**WHAT THE EXERCISE ASKS:**
Find each line in the rows below that contains the word "hand", and copy every one of those lines.

**Pointing dataset records:**
● ● ● ● ● ● ●

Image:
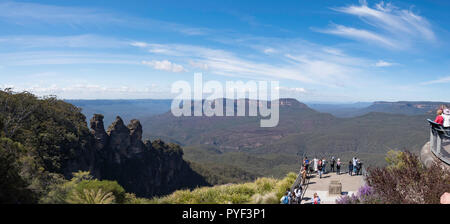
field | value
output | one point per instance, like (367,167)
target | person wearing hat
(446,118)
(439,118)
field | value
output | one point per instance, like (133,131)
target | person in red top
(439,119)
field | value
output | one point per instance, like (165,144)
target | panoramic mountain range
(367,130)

● ● ● ● ● ● ●

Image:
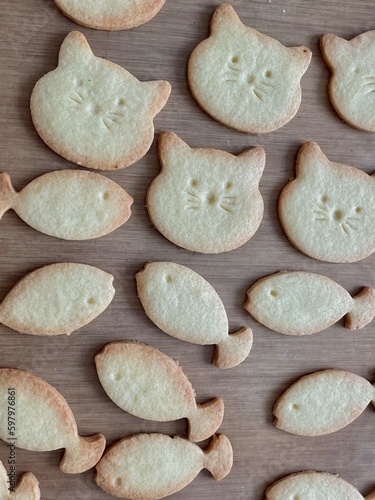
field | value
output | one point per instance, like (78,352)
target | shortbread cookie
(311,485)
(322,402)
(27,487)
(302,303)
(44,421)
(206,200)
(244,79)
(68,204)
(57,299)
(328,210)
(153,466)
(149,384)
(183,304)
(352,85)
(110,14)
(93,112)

● ● ● ● ● ● ●

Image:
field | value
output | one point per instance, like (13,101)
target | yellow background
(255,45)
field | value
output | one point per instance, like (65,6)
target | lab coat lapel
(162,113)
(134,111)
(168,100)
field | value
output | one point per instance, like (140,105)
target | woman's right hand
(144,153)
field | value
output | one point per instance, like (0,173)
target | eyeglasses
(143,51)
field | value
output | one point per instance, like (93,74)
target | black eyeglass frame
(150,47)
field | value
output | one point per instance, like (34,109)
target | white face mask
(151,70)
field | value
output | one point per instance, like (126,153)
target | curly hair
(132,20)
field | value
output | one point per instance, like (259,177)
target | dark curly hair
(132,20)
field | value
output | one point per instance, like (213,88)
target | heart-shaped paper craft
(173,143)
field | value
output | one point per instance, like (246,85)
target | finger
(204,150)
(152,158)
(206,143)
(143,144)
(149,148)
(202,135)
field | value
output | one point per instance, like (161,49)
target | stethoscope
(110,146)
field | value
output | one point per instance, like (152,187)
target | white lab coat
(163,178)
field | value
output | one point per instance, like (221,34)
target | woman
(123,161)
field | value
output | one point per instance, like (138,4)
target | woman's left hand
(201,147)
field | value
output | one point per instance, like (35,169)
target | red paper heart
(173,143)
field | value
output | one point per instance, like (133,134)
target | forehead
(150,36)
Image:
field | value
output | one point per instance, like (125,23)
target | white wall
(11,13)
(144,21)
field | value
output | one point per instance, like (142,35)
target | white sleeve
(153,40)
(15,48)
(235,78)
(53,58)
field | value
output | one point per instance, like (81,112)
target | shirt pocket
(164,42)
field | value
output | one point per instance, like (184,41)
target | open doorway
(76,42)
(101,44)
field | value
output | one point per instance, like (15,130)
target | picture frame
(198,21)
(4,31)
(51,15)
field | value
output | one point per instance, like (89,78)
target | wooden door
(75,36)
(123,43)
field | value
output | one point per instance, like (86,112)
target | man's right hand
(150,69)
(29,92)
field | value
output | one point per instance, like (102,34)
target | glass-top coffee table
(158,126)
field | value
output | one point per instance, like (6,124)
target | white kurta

● ● ● ● ● ● ●

**FULL ANSWER:**
target | woman's right hand
target | woman's left hand
target | man's right hand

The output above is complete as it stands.